▶ **Data extract**:
------------------------------------------------

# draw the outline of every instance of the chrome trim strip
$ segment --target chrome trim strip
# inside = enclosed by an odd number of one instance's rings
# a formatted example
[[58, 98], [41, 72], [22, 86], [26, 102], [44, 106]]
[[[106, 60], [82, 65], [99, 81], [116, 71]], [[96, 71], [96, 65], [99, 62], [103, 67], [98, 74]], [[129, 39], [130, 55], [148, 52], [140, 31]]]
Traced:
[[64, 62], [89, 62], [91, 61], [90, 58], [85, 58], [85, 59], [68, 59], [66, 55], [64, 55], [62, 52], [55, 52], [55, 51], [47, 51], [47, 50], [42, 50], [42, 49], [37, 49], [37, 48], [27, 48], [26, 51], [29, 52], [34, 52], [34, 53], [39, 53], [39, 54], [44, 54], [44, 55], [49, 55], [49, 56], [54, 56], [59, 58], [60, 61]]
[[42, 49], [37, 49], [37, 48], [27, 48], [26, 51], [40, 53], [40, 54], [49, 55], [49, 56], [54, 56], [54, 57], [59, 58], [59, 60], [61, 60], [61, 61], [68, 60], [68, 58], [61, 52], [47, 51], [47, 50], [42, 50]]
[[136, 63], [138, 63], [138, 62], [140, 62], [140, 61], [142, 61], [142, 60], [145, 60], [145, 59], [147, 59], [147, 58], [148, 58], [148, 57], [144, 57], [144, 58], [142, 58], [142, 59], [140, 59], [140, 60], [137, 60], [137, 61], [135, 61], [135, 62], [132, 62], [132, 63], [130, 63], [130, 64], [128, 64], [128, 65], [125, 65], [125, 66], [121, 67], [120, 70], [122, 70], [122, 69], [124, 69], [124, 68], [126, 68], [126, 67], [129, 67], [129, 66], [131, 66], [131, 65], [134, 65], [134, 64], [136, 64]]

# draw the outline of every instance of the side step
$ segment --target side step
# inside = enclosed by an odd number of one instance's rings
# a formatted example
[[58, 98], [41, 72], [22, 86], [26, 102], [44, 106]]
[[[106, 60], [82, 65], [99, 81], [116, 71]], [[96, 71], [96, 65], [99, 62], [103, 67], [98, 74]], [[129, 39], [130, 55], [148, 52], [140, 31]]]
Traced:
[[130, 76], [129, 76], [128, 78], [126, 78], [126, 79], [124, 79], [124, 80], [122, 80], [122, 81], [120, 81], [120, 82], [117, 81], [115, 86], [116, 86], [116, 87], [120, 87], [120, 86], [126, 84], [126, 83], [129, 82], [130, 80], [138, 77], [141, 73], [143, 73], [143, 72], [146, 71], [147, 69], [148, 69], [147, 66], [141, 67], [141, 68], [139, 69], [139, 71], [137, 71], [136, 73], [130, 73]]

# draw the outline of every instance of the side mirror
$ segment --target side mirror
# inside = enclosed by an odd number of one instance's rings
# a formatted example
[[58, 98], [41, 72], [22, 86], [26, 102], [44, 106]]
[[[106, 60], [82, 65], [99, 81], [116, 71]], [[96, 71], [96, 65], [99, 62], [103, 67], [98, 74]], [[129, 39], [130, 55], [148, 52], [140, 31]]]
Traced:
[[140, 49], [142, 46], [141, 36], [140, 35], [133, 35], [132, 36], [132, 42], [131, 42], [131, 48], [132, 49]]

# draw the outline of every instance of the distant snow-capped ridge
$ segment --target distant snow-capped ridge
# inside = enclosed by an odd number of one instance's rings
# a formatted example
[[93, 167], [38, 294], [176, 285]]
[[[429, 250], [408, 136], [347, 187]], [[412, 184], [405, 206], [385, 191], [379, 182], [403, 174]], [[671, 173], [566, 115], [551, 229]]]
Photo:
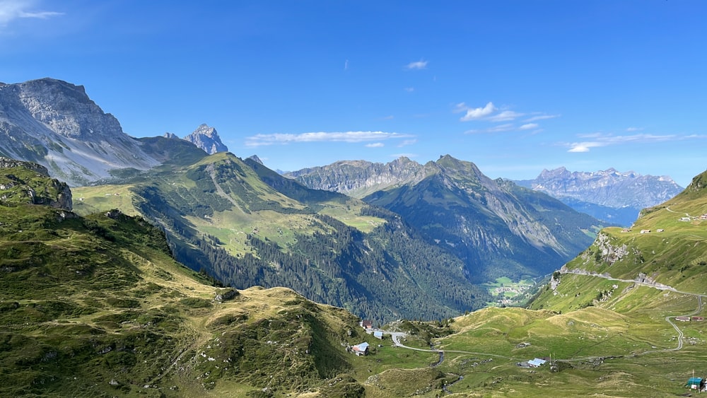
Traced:
[[665, 201], [683, 188], [666, 175], [641, 175], [614, 168], [570, 172], [565, 168], [544, 170], [534, 180], [518, 182], [557, 198], [569, 198], [602, 206], [644, 208]]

------------------------------------------------

▶ **Problem to work on**: How many of the lines above contain the string "strip"? Reply with the number only.

▶ **Complete response**: 2